*Extract*
┌──

I can't access the site from my laptop because it says spam bots are trying to register using my ip address. What do I do about that?


----------



## Randy

A few people had this issue but it sounds like it's working now


----------



## tedtan

I'm getting this off and on, too, today.

And I'm getting logged out pretty often, like every 5 to 10 minutes.


----------



## bostjan

I've been on for thirty seconds and got logged off four times already.


----------



## BlackMastodon

Got it working on my work laptop, which is on a company VPN network, but I can't log in from my phone which is not using a VPN at all.

Weird.


----------



## KnightBrolaire

I just had this happen on my phone. desktop works fine though


----------



## StevenC

Had it happening on my phone earlier, but was fine on my laptop. But just now getting them again off an on again on both.


----------



## LordCashew

Got the 401 message on my laptop using Safari. Seems fine using chrome on the same computer minutes later.


----------



## BenjaminW

Had it too but after a while I was able to get in.

└──

*Data block*
┌──

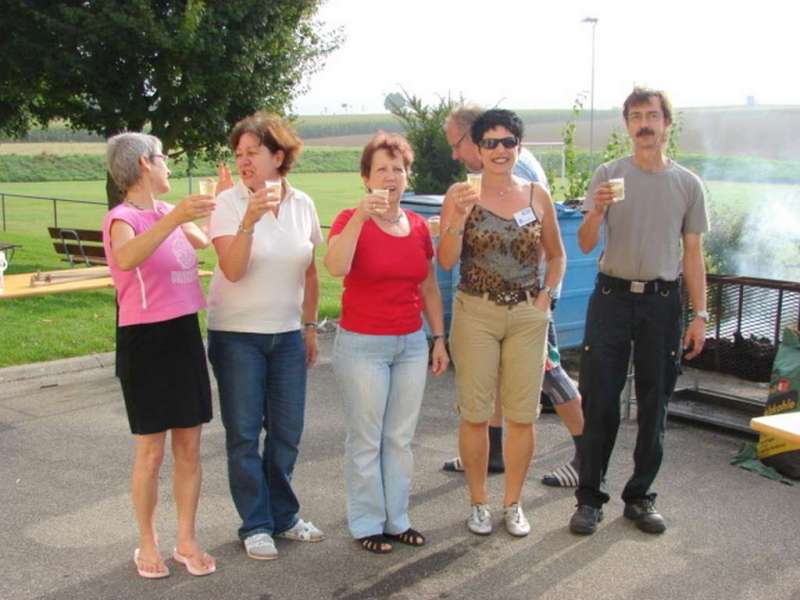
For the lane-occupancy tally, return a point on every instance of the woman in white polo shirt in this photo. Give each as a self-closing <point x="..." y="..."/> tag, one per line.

└──

*Objective*
In the forum thread above, how often does tedtan say he is being logged out?

*Task answer*
Every 5 to 10 minutes.